RECORD SET ::
=======

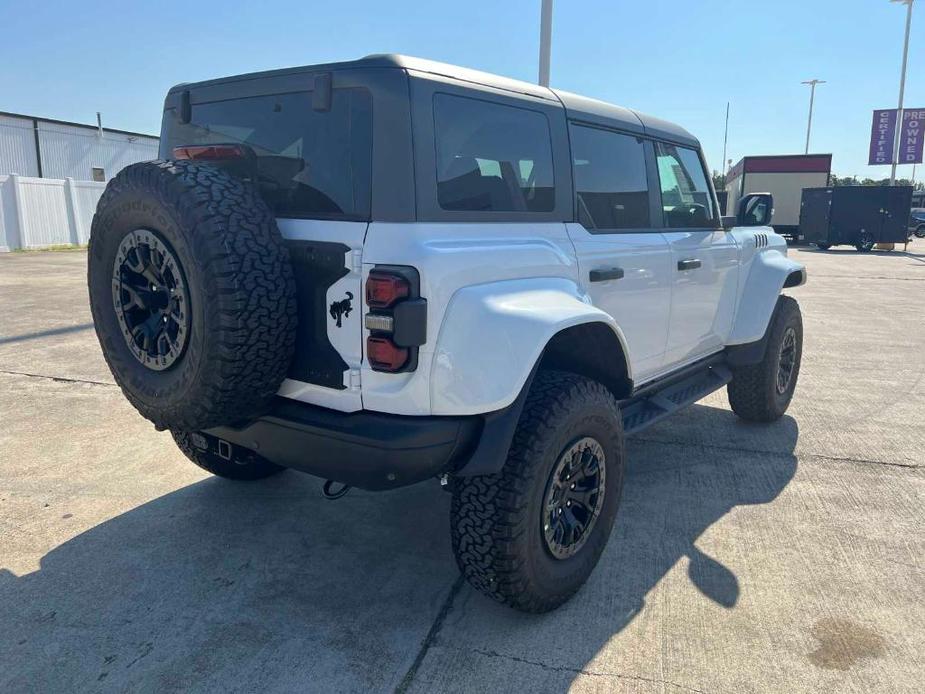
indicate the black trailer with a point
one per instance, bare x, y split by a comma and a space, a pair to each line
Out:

=======

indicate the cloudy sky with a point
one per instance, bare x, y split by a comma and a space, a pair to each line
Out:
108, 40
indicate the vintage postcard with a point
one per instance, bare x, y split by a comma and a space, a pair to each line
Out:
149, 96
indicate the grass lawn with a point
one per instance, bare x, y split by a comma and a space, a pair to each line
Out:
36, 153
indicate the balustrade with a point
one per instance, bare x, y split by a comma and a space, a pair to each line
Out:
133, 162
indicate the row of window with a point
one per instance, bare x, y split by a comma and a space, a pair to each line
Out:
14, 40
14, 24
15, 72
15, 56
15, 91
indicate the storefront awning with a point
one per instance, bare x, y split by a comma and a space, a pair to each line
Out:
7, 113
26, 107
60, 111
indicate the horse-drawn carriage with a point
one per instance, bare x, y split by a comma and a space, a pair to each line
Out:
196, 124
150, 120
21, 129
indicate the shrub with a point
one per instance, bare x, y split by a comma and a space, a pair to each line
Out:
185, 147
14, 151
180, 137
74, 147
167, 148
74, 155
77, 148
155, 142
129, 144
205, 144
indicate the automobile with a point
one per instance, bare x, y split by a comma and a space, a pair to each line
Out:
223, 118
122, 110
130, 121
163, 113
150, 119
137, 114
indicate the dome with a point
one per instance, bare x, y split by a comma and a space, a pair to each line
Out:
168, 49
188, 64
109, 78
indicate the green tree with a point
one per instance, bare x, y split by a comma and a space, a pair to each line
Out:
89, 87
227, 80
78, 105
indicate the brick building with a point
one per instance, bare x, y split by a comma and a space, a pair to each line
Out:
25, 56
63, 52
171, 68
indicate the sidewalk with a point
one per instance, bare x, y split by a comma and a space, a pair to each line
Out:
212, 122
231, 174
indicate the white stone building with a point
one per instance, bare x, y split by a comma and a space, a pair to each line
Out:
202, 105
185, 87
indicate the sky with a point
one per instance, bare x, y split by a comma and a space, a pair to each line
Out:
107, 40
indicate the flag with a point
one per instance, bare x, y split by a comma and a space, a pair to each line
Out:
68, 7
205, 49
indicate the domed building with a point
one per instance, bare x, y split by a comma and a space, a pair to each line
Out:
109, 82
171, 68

=======

TASK PROMPT :: What is the number of lines in the material above that include the string "building"? Give only that number.

EXERCISE OUTPUT :: 3